» **What to do**
Answer these questions from the history of the Sheffield health scheme.
1. In what year was the 'Penny in the Pound' scheme launched?
2. On what date did the move into Westfield House take place?
3. What name was adopted in 1974?

#### Text under study

We provided significant financial support to the city’s hospitals prior to the NHS, but with this now under the NHS Act, it was decided that the 'Penny in the Pound' scheme would close.
The scheme changed many lives during its 27 years of activity, giving the people of Sheffield access to hospital services they otherwise wouldn't have had. The success of the scheme was beyond the dreams of those who launched it in 1921.
We adapted to the introduction of the NHS by creating a 'Special Purposes Fund', providing amenities that weren't covered by the NHS to patients and hospital staff.
The people of Sheffield were naturally concerned that they'd lose our excellent service, which they'd loyally contributed to and had come to depend on. So we introduced a much-needed recovery benefit to contributing members.
In 1951 the NHS, which was built on such good intentions, was struggling to provide everything to everyone. Due to these challenges, they introduced charges for prescriptions, dental services, and glasses — charges that still apply for most of us today.
We adapted to support the NHS and created an extended scheme of general benefits in 1956, becoming the innovator of the Health Cash Plan.
In a short space of time, the healthcare landscape had changed beyond recognition and only a fraction of the previously abundant contributory schemes kept their doors open after the NHS was introduced — and we're proud to say that we were one of them.
Royal Hospital -
ward film screening
In 1951, we took on a starring role with the 'Hospital Cinema Service,' providing patients at the city's hospitals with a cinema. We showed full-length feature films, newsreels and shorts to help raise spirits and entertain patients.
On 14th October 1965, we established the Sheffield and District Hospitals Services Charitable Fund. Its objective was to donate annual funds for the purchase and repairs of equipment in local hospitals.
Take a look at who we've helped and the impact we've made.
More change was on the horizon. Due to the rapid expansion of the contributory scheme, we moved into a purpose-built office called Westfield House on the 7th April 1973.
Moving to our new address was followed by a change in our name and in 1974 we become Westfield Contributory Health Scheme to mirror our new direction.
In 1999, we became the pioneers of the corporate paid Health Cash Plan. This pivotal change to the market resulted in employers being able to provide their hard working staff with cashback on essential healthcare and access to valuable health and wellbeing services, all contributing to the business-to-business growth of the Health Cash Plan market which we operate in today.

########
#### Data excerpts

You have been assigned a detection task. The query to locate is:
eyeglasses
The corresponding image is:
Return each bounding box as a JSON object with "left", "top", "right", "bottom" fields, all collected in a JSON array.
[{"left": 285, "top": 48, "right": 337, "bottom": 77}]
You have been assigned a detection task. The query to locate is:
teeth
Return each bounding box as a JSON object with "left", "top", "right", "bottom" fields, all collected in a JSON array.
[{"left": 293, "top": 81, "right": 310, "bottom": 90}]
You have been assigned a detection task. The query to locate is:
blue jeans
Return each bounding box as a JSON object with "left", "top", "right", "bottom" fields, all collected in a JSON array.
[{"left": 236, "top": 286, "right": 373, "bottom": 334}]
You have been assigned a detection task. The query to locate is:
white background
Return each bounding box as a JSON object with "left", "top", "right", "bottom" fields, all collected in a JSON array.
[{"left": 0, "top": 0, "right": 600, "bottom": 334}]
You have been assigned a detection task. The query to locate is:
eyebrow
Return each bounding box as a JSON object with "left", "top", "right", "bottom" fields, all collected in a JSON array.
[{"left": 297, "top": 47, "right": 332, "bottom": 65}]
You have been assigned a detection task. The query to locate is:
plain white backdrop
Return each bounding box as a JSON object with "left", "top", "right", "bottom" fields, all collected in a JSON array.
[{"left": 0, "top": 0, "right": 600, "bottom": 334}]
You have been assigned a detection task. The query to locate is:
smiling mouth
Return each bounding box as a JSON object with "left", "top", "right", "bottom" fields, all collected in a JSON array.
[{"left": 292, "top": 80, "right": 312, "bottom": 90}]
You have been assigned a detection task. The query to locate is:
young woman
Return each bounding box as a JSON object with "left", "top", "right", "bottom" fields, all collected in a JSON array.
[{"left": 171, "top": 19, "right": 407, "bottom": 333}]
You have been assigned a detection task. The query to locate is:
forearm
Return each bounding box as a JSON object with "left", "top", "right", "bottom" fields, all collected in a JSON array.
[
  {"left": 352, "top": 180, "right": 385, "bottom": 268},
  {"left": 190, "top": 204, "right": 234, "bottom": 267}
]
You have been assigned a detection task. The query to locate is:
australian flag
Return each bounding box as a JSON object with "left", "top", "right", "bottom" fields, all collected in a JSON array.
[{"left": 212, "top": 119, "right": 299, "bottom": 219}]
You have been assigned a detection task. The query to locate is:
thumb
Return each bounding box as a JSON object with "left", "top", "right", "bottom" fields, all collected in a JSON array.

########

» **Answer area**
1. 1921
2. 7th April 1973
3. Westfield Contributory Health Scheme